◆ **INSTRUCTIONS TO FOLLOW**:
The reply should contain all of the data below, word for word.

----- PROVIDED INFORMATION

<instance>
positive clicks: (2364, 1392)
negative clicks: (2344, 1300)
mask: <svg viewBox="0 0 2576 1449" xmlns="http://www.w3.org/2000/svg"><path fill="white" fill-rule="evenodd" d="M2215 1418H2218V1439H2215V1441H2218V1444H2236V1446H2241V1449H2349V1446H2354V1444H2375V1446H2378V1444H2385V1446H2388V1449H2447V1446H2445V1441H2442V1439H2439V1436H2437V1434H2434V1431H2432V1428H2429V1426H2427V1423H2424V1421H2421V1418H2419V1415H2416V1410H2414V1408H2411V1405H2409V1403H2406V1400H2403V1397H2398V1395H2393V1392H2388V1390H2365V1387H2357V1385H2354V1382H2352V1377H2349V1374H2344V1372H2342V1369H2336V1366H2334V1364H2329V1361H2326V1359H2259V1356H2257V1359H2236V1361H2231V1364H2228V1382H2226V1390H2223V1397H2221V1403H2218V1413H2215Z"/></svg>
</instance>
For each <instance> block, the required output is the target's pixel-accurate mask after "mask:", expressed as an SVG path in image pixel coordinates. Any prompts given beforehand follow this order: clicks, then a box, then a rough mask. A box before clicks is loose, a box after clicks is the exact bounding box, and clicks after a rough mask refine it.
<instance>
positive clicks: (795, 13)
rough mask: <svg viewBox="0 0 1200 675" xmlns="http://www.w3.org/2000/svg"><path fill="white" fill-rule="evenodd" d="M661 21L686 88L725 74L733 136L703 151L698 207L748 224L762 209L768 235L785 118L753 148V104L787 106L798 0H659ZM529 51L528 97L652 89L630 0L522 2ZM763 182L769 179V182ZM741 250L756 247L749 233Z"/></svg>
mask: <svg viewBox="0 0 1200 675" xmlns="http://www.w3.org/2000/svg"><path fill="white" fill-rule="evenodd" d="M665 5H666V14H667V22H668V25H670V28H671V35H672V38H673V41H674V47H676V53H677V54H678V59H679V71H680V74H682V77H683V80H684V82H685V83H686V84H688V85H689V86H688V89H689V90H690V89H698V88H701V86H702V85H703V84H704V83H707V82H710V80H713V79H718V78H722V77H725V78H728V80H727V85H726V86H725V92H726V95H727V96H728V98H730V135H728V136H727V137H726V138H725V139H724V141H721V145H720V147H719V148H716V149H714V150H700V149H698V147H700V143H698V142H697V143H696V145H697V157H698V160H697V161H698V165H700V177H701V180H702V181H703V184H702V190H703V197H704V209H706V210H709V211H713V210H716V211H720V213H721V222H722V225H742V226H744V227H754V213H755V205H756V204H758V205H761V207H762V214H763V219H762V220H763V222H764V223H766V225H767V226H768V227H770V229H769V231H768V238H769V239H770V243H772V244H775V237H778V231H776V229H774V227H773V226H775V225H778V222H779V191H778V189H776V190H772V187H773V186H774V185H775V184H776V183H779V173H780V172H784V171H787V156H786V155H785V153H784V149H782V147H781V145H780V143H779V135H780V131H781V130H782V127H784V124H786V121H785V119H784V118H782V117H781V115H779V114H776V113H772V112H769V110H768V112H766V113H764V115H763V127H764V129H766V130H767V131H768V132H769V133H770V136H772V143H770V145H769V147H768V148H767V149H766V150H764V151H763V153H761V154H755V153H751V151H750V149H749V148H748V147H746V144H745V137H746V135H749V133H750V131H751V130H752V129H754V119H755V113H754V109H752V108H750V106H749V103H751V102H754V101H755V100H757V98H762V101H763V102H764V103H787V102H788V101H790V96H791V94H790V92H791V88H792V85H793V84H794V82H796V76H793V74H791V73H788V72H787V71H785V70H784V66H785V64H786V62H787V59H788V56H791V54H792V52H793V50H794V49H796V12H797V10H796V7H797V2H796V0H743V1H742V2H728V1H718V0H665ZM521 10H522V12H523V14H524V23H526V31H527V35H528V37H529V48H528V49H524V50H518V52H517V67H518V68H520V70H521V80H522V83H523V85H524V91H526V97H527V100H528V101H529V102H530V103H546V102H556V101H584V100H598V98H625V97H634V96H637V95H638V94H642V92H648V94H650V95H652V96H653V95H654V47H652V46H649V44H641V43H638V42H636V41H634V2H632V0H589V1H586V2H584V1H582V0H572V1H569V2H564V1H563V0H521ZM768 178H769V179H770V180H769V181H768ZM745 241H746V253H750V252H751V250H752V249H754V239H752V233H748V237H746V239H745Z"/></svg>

----------

◆ **ANSWER TO THE EXERCISE**:
<instance>
positive clicks: (2364, 1392)
negative clicks: (2344, 1300)
mask: <svg viewBox="0 0 2576 1449" xmlns="http://www.w3.org/2000/svg"><path fill="white" fill-rule="evenodd" d="M2215 1418H2218V1439H2215V1441H2218V1444H2236V1446H2241V1449H2349V1446H2354V1444H2375V1446H2378V1444H2385V1446H2388V1449H2447V1446H2445V1441H2442V1439H2439V1436H2437V1434H2434V1431H2432V1428H2429V1426H2427V1423H2424V1421H2421V1418H2419V1415H2416V1410H2414V1408H2411V1405H2409V1403H2406V1400H2403V1397H2398V1395H2393V1392H2388V1390H2365V1387H2357V1385H2354V1382H2352V1377H2349V1374H2344V1372H2342V1369H2336V1366H2334V1364H2329V1361H2326V1359H2259V1356H2257V1359H2236V1361H2231V1364H2228V1382H2226V1390H2223V1397H2221V1403H2218V1413H2215Z"/></svg>
</instance>
For each <instance> block, the required output is the target's pixel-accurate mask after "mask:", expressed as an SVG path in image pixel coordinates. Any prompts given beforehand follow this order: clicks, then a box, then a rough mask. A box before clicks is loose, a box after clicks is the exact bounding box, and clicks after a rough mask refine it.
<instance>
positive clicks: (795, 13)
rough mask: <svg viewBox="0 0 1200 675" xmlns="http://www.w3.org/2000/svg"><path fill="white" fill-rule="evenodd" d="M661 21L686 88L725 74L733 136L703 151L698 207L748 224L762 209L768 235L785 118L753 148V104L787 106L798 0H659ZM529 51L528 97L652 89L630 0L522 2ZM763 182L769 179V182ZM741 250L756 247L749 233Z"/></svg>
mask: <svg viewBox="0 0 1200 675" xmlns="http://www.w3.org/2000/svg"><path fill="white" fill-rule="evenodd" d="M665 5H666V14H667V22H668V25H670V28H671V35H672V38H673V41H674V47H676V53H677V54H678V59H679V71H680V74H682V77H683V80H684V82H685V83H686V84H688V85H689V86H688V89H689V90H690V89H698V88H701V86H702V85H703V84H704V83H707V82H710V80H713V79H718V78H722V77H725V78H728V80H727V85H726V86H725V92H726V95H727V96H728V98H730V135H728V136H727V137H726V138H725V139H724V141H721V145H720V147H719V148H716V149H714V150H700V149H698V147H700V143H698V142H697V143H696V145H697V157H698V160H697V161H698V165H700V177H701V180H702V181H703V184H702V190H703V197H704V209H706V210H709V211H713V210H716V211H720V213H721V222H722V225H742V226H744V227H754V213H755V205H756V204H758V205H761V207H762V214H763V219H762V220H763V222H764V223H766V225H767V226H768V227H770V229H769V231H768V238H769V239H770V243H772V244H775V237H778V231H776V229H774V227H773V226H775V225H778V222H779V191H778V189H776V190H772V187H773V186H774V185H775V184H776V183H779V173H780V172H784V171H787V156H786V155H785V153H784V149H782V147H781V145H780V143H779V135H780V131H781V130H782V127H784V124H786V121H785V119H784V118H782V117H781V115H779V114H776V113H772V112H769V110H768V112H766V113H764V115H763V127H764V129H766V130H767V131H768V132H769V133H770V136H772V143H770V145H769V147H768V148H767V149H766V150H764V151H763V153H761V154H755V153H751V151H750V149H749V148H748V147H746V144H745V137H746V135H749V133H750V131H751V130H752V129H754V119H755V113H754V109H752V108H750V106H749V103H751V102H754V101H755V100H757V98H762V101H763V102H764V103H787V102H788V101H790V96H791V94H790V92H791V88H792V85H793V84H794V82H796V76H793V74H791V73H788V72H787V71H785V70H784V66H785V64H786V62H787V59H788V56H791V54H792V52H793V50H794V49H796V12H797V10H796V7H797V2H796V0H743V1H742V2H728V1H718V0H665ZM521 10H522V12H523V14H524V23H526V31H527V35H528V37H529V48H528V49H524V50H518V52H517V67H518V68H520V70H521V80H522V83H523V85H524V91H526V97H527V100H528V101H529V102H530V103H546V102H556V101H584V100H598V98H625V97H634V96H637V95H638V94H642V92H648V94H650V95H652V96H653V95H654V47H652V46H649V44H641V43H638V42H636V41H634V2H632V0H589V1H586V2H584V1H582V0H572V1H569V2H564V1H563V0H521ZM768 178H769V179H770V180H769V181H768ZM745 241H746V253H750V252H751V250H752V249H754V239H752V233H748V237H746V239H745Z"/></svg>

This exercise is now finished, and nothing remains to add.